PROBLEM —
Tally the lines of the data that include the word "ribbon" and state the total, nothing else.

[Entries taken from a collection]
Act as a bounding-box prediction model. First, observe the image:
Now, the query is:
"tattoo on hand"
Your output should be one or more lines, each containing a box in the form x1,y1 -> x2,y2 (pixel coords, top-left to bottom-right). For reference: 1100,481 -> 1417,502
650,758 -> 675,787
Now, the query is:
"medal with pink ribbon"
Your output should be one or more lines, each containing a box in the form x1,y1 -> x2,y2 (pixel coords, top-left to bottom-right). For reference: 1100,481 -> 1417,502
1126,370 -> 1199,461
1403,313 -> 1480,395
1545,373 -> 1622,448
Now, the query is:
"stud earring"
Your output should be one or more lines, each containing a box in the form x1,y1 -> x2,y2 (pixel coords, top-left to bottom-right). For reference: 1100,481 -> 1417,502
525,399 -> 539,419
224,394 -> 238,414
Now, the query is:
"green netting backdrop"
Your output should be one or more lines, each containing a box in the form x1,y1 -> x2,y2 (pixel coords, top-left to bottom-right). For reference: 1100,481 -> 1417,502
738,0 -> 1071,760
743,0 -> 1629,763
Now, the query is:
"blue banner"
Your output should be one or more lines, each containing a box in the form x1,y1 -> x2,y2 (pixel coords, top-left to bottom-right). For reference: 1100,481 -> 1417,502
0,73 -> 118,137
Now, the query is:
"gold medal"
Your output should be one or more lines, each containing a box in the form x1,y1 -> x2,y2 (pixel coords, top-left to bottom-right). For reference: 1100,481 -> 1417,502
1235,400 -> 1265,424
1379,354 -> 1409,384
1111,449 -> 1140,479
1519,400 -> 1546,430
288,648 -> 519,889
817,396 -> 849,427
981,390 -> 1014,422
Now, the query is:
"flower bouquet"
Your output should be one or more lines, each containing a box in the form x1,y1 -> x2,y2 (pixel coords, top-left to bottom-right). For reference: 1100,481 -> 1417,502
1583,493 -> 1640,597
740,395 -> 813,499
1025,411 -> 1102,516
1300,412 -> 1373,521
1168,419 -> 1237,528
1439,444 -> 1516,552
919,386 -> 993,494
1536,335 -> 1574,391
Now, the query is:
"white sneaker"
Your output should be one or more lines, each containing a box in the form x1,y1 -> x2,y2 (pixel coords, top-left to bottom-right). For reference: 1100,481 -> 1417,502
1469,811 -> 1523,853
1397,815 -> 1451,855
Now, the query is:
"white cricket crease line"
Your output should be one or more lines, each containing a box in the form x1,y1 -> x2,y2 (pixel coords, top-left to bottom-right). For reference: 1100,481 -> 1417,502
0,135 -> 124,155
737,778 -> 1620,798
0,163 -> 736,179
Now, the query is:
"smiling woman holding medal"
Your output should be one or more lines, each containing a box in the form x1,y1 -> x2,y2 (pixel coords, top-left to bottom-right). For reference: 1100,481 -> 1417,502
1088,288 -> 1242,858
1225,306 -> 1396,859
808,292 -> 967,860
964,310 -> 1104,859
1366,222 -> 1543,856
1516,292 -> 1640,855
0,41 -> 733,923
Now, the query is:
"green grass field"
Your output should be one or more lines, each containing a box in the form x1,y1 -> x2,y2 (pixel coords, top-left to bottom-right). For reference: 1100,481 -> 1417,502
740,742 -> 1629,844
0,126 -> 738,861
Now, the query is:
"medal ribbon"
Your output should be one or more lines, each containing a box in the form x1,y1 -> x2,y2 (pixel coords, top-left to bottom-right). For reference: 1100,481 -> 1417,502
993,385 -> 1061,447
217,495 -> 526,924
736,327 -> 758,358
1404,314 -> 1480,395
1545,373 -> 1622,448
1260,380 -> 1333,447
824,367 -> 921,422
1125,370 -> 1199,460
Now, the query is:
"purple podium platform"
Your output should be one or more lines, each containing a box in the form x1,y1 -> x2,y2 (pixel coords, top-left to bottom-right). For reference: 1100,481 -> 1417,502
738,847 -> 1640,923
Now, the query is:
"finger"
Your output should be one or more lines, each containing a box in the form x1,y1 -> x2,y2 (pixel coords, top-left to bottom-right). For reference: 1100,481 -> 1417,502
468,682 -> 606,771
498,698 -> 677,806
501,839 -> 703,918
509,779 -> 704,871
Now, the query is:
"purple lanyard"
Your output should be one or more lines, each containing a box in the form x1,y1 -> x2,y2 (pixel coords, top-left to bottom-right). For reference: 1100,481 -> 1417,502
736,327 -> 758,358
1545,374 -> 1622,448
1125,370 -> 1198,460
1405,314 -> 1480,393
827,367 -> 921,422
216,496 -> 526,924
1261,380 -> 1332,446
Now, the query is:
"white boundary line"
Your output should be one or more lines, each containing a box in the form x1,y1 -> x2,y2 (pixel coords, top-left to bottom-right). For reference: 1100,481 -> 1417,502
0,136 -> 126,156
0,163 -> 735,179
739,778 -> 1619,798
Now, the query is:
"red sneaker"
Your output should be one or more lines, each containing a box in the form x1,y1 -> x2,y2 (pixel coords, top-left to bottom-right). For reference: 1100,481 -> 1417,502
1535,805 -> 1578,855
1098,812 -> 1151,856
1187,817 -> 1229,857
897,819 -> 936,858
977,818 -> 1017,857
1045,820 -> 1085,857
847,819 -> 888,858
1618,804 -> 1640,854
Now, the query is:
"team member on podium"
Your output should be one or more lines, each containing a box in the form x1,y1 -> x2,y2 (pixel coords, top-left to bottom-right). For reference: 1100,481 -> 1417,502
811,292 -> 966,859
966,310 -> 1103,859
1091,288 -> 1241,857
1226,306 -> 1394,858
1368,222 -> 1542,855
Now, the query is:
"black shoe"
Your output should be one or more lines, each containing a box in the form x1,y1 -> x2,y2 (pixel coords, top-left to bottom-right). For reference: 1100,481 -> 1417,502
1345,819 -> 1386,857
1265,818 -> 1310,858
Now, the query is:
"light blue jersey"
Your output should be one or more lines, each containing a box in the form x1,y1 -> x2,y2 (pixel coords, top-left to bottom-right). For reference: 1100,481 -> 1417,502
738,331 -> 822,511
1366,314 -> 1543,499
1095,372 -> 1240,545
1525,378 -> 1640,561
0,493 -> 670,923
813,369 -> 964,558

EXERCISE ANSWER —
2